Find every line in the entries that contains the word "woman" and copy each of those lines.

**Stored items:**
-*-*-

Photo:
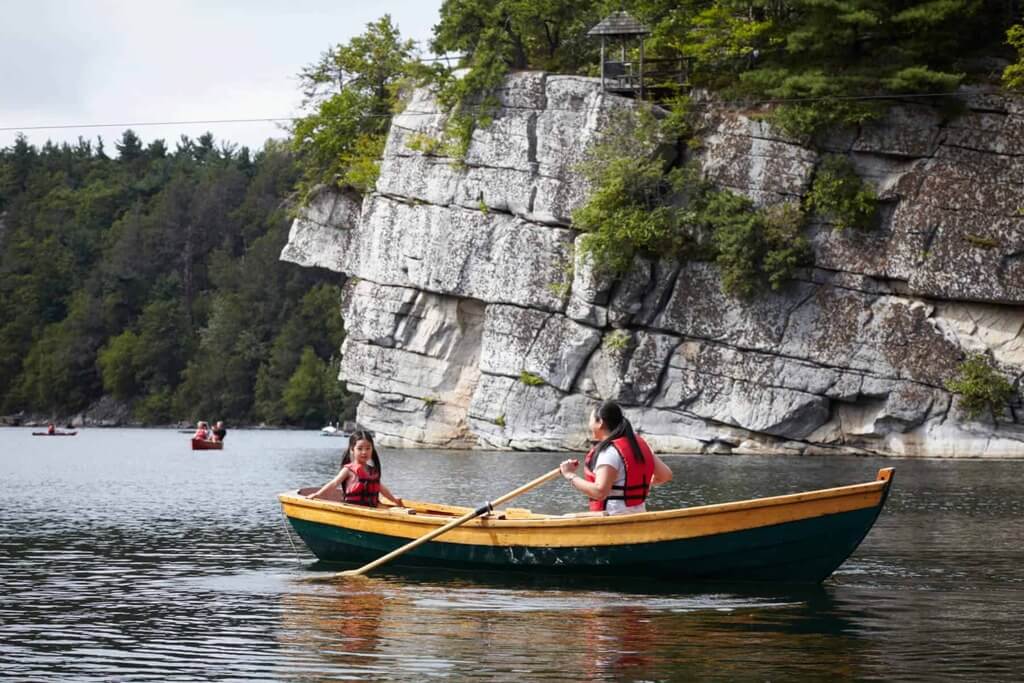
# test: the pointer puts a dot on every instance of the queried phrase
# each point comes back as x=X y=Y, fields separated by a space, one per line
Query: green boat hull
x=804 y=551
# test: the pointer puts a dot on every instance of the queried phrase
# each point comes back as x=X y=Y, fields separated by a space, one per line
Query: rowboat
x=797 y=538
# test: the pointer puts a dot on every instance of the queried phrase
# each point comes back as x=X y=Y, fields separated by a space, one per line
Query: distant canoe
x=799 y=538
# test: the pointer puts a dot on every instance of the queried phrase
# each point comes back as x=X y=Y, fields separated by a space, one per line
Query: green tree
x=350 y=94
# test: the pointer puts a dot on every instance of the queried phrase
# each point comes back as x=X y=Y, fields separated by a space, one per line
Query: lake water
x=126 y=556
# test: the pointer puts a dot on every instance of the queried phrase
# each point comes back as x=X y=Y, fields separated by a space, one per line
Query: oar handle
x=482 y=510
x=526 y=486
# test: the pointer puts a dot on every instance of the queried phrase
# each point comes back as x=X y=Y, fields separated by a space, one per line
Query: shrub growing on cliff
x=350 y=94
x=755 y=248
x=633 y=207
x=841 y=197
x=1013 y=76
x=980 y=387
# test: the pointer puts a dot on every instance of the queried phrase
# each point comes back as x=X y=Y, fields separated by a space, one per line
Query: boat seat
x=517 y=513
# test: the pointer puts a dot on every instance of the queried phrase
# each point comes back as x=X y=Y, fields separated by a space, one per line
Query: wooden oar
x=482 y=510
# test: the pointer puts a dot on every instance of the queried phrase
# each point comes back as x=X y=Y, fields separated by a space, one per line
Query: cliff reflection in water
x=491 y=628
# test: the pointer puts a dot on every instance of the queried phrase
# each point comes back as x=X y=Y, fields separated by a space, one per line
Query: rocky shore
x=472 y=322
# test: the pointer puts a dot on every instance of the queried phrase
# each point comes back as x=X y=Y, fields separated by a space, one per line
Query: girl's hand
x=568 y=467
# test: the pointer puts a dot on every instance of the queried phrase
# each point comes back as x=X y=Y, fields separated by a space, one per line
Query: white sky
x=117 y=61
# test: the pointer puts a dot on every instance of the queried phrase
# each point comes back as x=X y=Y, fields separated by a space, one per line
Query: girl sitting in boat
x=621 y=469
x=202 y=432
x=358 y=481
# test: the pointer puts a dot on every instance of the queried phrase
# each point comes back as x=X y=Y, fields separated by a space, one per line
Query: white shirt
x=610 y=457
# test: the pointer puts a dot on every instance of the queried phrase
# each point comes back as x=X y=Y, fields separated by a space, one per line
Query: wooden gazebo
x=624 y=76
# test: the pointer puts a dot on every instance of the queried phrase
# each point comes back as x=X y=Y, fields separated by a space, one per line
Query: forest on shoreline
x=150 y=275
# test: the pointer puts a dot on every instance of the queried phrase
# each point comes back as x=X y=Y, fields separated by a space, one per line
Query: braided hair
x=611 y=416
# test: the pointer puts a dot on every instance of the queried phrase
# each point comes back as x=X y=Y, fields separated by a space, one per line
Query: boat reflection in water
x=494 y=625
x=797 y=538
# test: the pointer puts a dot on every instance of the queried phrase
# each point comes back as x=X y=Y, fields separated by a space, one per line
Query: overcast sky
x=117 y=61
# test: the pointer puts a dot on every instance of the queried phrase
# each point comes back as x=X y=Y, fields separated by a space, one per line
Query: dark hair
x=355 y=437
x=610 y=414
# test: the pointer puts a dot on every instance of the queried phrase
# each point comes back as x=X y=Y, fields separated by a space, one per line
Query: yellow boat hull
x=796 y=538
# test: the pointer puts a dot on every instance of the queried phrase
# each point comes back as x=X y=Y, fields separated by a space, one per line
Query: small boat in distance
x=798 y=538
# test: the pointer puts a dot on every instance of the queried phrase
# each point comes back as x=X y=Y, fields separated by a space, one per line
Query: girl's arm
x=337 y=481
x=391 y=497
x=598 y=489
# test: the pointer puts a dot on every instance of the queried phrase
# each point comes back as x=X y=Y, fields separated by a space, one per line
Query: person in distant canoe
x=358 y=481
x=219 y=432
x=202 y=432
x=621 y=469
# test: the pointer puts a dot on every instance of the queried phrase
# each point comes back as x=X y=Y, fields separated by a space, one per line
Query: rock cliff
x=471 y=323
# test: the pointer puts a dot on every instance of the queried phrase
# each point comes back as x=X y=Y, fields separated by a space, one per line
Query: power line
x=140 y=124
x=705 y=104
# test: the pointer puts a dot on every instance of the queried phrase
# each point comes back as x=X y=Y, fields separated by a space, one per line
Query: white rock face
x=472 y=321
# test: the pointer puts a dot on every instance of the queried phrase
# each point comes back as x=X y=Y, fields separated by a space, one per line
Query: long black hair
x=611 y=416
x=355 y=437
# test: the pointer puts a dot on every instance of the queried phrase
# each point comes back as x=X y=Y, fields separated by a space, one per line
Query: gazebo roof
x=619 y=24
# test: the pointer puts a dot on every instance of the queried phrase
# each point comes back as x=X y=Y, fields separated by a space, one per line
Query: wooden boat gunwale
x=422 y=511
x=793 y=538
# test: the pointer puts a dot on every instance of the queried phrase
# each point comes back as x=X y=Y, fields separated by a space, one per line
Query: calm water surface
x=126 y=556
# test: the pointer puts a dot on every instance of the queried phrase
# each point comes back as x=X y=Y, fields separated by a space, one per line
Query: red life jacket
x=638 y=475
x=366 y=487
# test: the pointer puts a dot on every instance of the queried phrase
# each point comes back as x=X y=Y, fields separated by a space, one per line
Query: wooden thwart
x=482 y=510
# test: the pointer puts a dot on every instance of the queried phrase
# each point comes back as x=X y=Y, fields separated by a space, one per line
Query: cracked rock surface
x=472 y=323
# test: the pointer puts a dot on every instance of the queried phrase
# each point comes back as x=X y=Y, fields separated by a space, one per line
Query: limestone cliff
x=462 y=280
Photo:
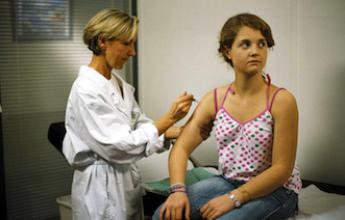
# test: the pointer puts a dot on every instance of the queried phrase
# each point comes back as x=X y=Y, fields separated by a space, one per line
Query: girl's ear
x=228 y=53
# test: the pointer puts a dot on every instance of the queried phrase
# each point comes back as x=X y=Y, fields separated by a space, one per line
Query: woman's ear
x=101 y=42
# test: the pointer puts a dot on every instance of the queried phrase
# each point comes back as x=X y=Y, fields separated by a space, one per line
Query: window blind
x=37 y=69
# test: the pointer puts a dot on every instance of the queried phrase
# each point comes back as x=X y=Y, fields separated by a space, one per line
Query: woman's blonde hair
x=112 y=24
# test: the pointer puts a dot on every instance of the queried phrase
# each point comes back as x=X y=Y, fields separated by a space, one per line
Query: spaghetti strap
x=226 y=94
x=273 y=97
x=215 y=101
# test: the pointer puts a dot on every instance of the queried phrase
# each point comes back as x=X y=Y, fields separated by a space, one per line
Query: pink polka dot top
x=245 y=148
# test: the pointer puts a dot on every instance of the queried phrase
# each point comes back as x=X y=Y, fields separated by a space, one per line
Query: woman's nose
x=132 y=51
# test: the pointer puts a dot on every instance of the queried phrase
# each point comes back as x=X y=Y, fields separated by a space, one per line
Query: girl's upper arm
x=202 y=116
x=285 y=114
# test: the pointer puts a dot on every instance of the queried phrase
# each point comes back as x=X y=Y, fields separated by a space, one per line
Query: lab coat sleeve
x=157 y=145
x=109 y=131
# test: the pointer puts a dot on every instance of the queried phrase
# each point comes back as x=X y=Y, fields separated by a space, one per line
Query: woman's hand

-*-*-

**WRITTEN RESPONSE:**
Query: woman's ear
Query: woman's blonde hair
Query: woman's nose
Query: woman's hand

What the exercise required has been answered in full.